Task goal
Beginning with the first line of the entries below, quote each line until you reach and include the line with "box: [70, 239, 622, 720]".

[Start of section]

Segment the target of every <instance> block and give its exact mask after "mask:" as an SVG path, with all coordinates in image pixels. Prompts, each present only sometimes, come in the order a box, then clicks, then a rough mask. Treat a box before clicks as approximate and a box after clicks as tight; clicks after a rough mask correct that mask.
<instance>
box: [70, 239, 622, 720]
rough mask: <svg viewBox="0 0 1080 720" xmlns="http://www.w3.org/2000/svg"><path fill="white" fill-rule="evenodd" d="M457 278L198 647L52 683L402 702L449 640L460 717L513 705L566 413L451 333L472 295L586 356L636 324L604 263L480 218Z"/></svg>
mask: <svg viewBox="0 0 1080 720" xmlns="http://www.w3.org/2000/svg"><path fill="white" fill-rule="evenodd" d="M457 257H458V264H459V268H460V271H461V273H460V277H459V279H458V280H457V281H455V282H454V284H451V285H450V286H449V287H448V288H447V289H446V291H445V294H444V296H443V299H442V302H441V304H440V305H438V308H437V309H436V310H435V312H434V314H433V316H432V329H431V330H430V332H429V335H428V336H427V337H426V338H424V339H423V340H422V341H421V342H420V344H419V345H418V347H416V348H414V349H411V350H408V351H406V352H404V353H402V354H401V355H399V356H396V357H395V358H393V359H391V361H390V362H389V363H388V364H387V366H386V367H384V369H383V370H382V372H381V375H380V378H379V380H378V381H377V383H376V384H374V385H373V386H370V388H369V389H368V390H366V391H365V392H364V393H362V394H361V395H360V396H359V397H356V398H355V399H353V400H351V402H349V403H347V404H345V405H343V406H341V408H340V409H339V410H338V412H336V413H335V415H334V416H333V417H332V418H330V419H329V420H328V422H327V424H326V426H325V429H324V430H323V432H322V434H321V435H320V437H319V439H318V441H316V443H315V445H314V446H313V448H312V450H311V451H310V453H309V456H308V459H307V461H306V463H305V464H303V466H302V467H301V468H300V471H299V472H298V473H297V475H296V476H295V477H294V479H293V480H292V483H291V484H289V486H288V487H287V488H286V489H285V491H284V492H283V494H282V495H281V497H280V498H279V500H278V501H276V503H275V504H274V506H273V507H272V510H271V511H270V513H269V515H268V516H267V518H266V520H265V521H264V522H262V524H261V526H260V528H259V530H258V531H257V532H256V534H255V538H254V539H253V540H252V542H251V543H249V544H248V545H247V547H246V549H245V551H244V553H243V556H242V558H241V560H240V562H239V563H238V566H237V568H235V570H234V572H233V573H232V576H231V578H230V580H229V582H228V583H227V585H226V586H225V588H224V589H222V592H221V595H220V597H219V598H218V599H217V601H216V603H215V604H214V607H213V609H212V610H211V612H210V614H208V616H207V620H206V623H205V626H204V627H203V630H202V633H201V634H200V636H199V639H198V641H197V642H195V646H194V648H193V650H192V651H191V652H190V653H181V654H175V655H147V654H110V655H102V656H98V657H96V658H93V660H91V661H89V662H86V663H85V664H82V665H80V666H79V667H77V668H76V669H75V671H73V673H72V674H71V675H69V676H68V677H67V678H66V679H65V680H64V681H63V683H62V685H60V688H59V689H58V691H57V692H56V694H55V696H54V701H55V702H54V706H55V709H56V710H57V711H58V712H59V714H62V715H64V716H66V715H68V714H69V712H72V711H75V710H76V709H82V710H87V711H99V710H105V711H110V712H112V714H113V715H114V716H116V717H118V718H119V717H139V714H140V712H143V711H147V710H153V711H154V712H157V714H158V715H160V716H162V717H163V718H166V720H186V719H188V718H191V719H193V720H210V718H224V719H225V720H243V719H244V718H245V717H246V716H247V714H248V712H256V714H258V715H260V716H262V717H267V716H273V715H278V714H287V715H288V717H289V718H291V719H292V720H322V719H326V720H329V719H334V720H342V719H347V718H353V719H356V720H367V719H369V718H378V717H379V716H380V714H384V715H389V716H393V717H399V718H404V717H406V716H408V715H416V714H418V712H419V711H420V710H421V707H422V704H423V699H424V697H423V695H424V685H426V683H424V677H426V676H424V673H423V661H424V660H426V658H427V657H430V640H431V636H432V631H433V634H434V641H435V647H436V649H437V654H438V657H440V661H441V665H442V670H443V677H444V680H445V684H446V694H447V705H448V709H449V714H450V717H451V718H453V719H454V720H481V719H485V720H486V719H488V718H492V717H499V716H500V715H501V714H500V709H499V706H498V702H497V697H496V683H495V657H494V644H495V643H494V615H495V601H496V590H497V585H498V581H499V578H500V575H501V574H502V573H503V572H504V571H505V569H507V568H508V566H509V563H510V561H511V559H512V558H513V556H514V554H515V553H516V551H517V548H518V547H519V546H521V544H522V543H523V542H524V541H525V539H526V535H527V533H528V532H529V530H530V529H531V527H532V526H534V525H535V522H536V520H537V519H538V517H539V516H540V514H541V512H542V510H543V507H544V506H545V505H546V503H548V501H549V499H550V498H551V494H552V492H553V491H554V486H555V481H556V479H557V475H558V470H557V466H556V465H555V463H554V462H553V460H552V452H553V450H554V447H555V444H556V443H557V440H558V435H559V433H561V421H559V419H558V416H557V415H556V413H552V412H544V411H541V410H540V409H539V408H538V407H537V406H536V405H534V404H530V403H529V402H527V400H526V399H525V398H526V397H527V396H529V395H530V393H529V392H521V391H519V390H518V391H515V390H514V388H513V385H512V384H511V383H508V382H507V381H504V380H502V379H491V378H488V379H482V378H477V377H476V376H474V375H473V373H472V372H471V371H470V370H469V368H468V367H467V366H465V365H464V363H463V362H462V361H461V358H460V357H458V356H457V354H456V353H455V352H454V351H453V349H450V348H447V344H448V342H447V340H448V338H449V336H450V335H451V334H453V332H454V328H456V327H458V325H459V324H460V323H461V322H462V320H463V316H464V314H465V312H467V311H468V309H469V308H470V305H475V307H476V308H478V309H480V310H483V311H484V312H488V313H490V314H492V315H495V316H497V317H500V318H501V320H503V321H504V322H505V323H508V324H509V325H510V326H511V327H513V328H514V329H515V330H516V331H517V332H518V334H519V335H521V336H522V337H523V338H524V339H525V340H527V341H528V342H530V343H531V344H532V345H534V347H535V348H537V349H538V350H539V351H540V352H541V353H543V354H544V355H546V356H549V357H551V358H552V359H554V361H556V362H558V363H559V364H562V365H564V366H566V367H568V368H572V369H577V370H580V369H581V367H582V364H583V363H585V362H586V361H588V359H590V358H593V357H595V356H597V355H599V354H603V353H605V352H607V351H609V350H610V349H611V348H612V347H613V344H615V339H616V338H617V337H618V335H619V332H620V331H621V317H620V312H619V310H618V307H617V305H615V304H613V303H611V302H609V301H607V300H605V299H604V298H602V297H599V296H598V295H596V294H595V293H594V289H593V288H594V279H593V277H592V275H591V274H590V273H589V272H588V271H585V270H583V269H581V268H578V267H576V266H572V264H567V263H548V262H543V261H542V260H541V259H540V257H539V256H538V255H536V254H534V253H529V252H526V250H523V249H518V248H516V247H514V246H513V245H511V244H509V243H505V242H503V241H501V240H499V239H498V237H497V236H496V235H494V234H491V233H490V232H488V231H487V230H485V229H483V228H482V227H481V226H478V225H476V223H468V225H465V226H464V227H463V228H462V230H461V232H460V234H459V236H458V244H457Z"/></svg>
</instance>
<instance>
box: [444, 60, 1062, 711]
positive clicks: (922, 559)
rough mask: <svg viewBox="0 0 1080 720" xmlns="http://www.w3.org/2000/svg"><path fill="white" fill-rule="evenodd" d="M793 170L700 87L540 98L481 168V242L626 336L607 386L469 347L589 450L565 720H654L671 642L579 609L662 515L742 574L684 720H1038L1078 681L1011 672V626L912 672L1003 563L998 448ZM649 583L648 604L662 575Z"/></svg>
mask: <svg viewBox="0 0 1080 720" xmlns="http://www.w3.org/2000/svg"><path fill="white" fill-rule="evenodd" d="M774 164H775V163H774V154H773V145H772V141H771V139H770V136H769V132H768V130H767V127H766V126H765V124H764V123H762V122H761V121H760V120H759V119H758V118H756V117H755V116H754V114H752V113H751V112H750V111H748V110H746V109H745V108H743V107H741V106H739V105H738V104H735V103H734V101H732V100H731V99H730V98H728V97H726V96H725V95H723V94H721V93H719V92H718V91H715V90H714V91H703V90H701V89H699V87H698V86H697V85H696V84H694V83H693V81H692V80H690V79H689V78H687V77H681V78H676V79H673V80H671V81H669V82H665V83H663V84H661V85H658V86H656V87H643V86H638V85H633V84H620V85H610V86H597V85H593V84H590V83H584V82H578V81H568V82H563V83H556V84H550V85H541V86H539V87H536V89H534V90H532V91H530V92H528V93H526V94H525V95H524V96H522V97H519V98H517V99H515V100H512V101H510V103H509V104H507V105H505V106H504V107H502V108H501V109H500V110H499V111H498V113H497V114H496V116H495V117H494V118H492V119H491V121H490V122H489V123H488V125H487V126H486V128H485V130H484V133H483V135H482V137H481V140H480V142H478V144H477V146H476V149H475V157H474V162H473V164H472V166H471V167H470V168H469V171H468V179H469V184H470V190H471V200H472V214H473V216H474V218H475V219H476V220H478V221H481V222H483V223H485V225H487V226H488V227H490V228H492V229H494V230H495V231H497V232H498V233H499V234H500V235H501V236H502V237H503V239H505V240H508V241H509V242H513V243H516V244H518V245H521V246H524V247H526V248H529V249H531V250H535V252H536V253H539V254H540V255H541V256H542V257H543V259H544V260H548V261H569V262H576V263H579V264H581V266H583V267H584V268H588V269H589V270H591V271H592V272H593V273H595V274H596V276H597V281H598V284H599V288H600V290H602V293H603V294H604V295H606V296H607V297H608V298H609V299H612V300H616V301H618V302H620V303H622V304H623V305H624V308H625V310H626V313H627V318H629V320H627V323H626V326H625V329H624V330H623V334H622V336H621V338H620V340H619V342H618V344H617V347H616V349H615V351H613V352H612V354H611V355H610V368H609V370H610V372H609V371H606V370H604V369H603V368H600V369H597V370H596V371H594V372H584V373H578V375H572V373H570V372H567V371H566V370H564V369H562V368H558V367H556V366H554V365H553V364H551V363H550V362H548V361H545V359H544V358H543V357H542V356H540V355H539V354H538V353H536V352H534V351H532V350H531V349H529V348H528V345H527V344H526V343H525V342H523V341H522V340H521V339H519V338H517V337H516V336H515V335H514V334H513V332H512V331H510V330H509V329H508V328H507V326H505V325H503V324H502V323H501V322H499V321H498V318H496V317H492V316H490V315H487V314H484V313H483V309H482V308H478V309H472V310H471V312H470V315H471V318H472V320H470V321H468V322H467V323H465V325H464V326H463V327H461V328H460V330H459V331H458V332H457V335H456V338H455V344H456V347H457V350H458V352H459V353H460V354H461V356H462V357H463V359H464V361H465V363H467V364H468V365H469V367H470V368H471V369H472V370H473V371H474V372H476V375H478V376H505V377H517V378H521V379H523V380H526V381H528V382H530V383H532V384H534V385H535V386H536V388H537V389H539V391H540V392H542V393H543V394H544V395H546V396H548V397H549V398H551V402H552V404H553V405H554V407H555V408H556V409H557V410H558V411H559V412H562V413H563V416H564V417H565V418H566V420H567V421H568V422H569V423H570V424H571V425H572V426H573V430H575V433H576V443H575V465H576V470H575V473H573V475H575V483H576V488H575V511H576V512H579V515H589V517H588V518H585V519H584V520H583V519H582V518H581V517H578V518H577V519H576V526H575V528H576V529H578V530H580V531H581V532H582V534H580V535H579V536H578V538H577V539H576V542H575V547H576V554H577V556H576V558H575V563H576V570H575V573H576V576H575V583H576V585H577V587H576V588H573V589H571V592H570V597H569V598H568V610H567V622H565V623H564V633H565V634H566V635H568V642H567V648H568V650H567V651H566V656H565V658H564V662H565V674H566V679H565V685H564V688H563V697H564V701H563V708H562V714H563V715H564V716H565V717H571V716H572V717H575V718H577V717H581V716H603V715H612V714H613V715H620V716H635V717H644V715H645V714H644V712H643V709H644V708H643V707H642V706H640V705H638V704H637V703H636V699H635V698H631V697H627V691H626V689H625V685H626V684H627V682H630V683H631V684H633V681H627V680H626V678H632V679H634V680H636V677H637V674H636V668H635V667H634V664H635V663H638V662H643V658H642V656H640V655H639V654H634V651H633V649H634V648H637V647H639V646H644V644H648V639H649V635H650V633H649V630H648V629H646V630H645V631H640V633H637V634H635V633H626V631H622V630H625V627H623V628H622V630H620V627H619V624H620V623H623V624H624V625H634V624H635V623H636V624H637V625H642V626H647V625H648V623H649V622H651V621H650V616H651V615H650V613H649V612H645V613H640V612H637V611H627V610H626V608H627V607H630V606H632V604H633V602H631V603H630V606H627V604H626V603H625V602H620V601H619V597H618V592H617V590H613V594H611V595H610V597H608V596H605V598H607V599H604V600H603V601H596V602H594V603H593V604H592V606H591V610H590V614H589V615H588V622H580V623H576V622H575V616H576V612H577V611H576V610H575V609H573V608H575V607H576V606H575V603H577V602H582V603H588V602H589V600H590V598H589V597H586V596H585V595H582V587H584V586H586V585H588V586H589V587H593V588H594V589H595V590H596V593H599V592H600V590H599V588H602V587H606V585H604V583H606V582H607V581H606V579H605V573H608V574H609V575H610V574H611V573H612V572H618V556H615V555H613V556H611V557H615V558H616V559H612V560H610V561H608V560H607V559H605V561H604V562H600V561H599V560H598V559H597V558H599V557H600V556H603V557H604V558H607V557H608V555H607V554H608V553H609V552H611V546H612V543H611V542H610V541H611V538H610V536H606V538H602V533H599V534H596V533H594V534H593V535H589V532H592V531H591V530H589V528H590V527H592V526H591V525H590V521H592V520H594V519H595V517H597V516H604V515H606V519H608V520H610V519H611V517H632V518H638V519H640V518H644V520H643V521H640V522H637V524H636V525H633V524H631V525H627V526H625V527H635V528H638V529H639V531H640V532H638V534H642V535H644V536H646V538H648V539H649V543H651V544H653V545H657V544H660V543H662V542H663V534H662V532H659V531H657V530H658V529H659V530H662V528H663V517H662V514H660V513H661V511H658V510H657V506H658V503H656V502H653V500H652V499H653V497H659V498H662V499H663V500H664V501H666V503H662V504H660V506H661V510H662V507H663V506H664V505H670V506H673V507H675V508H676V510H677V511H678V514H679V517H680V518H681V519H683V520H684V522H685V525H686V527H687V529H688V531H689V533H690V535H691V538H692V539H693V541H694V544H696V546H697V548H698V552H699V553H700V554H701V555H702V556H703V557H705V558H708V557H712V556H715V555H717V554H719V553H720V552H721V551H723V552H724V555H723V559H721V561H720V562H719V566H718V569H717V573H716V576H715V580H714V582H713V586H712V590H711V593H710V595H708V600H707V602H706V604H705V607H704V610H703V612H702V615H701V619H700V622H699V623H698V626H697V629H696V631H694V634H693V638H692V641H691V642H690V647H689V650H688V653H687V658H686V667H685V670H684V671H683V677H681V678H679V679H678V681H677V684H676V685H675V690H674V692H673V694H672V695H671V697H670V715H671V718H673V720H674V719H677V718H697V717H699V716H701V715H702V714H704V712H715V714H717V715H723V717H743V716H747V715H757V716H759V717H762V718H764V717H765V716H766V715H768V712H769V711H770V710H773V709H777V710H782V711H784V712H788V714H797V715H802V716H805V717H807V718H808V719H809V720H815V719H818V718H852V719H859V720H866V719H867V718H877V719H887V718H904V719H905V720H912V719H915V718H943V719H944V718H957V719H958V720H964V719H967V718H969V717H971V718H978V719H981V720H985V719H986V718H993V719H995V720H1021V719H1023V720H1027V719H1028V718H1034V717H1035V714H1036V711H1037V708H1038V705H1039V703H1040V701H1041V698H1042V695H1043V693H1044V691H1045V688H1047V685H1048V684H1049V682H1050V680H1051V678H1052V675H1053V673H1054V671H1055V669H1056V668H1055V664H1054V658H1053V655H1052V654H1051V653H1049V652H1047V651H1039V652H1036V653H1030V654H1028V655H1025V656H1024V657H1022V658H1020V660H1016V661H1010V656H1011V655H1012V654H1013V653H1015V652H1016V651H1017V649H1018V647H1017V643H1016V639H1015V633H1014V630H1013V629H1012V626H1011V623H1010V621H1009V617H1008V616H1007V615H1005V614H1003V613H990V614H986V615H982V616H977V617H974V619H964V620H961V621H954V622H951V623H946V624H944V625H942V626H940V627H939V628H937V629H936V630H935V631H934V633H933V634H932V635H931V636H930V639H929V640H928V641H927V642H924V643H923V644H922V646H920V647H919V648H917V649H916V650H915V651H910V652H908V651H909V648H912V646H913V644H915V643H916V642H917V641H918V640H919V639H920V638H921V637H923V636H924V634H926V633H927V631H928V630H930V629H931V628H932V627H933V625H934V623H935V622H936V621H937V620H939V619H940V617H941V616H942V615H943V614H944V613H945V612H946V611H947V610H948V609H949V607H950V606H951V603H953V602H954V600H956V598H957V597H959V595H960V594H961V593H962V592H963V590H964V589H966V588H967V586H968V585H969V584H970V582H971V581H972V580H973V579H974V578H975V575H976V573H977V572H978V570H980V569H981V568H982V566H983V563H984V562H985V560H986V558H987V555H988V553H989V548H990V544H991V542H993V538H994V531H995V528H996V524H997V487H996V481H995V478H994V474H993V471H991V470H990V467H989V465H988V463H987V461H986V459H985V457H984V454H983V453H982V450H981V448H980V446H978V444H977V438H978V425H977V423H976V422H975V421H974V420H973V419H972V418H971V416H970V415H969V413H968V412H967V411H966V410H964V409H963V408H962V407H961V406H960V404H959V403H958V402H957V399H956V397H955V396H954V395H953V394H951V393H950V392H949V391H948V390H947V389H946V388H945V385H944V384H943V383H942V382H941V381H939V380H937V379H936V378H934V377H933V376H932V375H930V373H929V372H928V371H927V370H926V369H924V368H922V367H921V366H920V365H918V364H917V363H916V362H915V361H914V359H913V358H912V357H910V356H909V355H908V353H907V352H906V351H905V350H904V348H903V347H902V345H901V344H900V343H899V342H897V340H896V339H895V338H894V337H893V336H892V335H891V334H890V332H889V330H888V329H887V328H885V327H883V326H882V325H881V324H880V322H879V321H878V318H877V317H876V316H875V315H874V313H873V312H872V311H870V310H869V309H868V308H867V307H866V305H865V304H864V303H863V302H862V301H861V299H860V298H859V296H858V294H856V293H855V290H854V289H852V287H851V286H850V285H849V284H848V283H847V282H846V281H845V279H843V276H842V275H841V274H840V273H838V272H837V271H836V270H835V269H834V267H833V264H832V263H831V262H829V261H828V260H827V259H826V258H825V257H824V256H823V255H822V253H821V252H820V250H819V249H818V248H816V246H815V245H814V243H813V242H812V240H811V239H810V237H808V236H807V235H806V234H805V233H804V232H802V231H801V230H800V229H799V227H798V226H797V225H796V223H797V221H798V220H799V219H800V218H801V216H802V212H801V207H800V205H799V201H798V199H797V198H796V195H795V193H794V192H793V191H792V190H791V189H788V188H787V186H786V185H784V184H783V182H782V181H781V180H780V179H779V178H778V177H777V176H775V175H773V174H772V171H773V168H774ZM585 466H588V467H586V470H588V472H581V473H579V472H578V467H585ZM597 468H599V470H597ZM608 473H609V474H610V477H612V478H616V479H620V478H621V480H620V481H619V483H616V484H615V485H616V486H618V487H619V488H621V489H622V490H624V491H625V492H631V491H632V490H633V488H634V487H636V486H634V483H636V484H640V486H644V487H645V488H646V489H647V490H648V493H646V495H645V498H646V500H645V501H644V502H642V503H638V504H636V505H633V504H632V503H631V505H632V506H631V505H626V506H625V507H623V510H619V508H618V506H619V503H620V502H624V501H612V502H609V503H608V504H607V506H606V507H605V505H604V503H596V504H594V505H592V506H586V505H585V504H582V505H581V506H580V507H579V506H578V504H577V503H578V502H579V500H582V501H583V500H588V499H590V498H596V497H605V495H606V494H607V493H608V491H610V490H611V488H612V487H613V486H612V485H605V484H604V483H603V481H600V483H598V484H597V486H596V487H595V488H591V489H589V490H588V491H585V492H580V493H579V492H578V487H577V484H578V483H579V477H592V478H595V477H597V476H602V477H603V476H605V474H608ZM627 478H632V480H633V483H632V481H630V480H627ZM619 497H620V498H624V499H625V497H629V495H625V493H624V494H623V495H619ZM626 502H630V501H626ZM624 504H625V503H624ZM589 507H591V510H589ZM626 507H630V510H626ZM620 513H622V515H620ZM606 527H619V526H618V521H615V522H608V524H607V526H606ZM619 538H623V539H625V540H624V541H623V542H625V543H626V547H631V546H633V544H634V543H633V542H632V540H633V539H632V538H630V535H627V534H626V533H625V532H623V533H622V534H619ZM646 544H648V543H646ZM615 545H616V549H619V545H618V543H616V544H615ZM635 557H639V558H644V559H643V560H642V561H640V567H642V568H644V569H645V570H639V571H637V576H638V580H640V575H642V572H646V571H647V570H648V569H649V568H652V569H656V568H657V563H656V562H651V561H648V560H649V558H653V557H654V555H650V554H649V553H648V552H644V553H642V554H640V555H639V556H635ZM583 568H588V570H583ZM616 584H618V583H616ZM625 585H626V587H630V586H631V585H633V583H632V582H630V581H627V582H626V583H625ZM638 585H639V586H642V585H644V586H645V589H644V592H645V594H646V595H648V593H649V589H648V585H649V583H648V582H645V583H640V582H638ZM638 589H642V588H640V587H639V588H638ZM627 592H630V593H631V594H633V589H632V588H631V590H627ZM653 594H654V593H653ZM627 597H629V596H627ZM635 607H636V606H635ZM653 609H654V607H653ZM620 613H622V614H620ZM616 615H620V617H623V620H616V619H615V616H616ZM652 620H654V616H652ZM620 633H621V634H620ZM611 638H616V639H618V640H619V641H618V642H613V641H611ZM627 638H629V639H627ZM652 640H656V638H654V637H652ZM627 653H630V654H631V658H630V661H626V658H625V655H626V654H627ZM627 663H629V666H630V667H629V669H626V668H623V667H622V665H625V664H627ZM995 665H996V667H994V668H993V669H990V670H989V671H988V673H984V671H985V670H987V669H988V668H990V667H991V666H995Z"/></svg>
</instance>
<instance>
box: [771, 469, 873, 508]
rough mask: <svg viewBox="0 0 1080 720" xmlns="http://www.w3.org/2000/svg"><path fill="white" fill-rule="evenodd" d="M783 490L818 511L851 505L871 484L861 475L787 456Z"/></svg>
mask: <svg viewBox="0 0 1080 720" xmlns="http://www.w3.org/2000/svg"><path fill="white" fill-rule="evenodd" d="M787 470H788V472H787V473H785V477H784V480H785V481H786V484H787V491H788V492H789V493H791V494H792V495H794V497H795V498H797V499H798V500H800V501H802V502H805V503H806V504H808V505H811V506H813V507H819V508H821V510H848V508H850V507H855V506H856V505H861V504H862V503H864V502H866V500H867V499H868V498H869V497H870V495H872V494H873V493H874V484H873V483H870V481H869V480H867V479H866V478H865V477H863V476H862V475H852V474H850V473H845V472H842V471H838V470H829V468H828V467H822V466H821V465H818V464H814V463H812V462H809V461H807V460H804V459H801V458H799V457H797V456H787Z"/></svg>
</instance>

[End of section]

Response to the exercise
Segment the target of every <instance> block and give its exact mask after "mask:" as an SVG path, with all coordinates in image pixels. Prompts, each present only sometimes, come in the order a box, then clicks, then a rough mask. Treat a box before clicks as approximate and a box after clicks as tight; clicks after a rough mask correct that mask.
<instance>
box: [70, 239, 622, 720]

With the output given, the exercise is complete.